* Try it
Every line below should be repeated exactly as written.
[Given records — start]
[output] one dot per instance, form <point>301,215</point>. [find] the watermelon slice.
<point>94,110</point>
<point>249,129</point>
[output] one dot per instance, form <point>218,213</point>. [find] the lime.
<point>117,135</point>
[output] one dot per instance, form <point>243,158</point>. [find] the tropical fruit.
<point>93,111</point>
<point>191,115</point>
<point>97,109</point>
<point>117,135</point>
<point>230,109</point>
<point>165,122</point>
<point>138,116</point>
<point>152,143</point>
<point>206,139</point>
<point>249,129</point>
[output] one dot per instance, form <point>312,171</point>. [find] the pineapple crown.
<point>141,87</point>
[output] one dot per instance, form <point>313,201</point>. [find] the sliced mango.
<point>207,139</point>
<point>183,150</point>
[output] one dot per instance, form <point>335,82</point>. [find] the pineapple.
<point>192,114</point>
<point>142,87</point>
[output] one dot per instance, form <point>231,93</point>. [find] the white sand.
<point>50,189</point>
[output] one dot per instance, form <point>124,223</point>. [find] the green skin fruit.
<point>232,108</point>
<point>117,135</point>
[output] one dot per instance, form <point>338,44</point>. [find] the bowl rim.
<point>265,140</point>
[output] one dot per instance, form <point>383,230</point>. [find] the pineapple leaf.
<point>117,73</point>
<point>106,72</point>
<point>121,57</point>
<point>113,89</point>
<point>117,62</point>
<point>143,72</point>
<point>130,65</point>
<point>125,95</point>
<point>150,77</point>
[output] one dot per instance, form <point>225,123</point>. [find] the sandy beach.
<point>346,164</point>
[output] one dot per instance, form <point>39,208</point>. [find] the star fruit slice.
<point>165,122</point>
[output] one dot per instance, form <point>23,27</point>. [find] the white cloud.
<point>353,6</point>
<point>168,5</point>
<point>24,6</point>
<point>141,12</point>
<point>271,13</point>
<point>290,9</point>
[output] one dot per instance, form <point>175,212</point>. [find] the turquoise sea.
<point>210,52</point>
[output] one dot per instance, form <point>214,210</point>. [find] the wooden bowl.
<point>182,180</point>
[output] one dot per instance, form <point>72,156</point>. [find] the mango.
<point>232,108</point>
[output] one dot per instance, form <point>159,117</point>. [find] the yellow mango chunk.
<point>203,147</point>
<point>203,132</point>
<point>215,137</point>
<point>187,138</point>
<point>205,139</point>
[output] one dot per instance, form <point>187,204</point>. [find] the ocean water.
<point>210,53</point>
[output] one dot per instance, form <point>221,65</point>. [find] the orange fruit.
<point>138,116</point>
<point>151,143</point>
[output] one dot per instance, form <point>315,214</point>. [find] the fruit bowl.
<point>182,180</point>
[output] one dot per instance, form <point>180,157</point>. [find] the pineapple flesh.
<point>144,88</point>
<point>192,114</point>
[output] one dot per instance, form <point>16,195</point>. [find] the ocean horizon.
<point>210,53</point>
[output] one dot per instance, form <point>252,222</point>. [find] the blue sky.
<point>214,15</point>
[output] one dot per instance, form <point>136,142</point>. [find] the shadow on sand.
[Given records — finish]
* The answer
[output] one dot per instance, form <point>301,215</point>. [find] the watermelon slice.
<point>94,110</point>
<point>249,129</point>
[output] one dot per instance, form <point>218,213</point>. [find] the lime.
<point>117,135</point>
[output] one dot per instance, form <point>243,158</point>. [find] the tropical fruit.
<point>93,111</point>
<point>191,115</point>
<point>97,109</point>
<point>117,135</point>
<point>230,109</point>
<point>165,122</point>
<point>138,116</point>
<point>152,143</point>
<point>206,139</point>
<point>249,129</point>
[output] one dot per instance, form <point>312,171</point>. [find] the pineapple crown.
<point>141,87</point>
[output] one dot per instance, form <point>313,201</point>. [find] the sliced mango.
<point>207,139</point>
<point>183,150</point>
[output] one dot per instance, form <point>335,82</point>. [find] the pineapple.
<point>192,114</point>
<point>142,87</point>
[output] one dot per instance, form <point>231,93</point>. [find] the white sand.
<point>50,189</point>
[output] one dot per instance, form <point>124,223</point>. [find] the green skin fruit.
<point>232,108</point>
<point>117,135</point>
[output] one dot per instance, form <point>338,44</point>. [find] the bowl rim.
<point>265,140</point>
[output] one dot per instance, form <point>383,230</point>. [find] the pineapple leaf.
<point>117,73</point>
<point>106,72</point>
<point>121,57</point>
<point>113,89</point>
<point>117,62</point>
<point>143,72</point>
<point>130,65</point>
<point>125,95</point>
<point>150,77</point>
[output] one dot per instance, form <point>225,123</point>. [find] the sandy beach.
<point>346,164</point>
[output] one dot per instance, form <point>39,208</point>. [find] the star fruit slice.
<point>165,122</point>
[output] one dot per instance, form <point>23,27</point>. [find] the white cloud.
<point>353,6</point>
<point>168,5</point>
<point>24,6</point>
<point>141,12</point>
<point>271,13</point>
<point>290,9</point>
[output] one dot per instance, form <point>175,212</point>. [find] the turquoise sea.
<point>210,52</point>
[output] one dot per instance, form <point>214,210</point>. [find] the wooden bowl.
<point>182,180</point>
[output] one dot per instance, form <point>72,156</point>. [find] the mango.
<point>232,108</point>
[output] one dot per instance, form <point>159,117</point>. [find] the yellow mango chunk.
<point>203,147</point>
<point>203,132</point>
<point>215,137</point>
<point>187,138</point>
<point>205,139</point>
[output] one dot per instance, form <point>187,204</point>. [find] the ocean water.
<point>210,53</point>
[output] one dot per instance, form <point>221,65</point>. [find] the orange fruit.
<point>138,116</point>
<point>151,143</point>
[output] one dot per instance, form <point>315,214</point>. [find] the fruit bowl.
<point>182,180</point>
[output] one dot per instance, form <point>180,157</point>. [find] the pineapple flesh.
<point>144,88</point>
<point>192,114</point>
[output] one dot per instance, form <point>16,195</point>. [find] the ocean horizon.
<point>210,53</point>
[output] one dot per instance, form <point>252,222</point>. [find] the blue sky.
<point>214,15</point>
[output] one dot per instance, form <point>136,142</point>. [find] the shadow on sand.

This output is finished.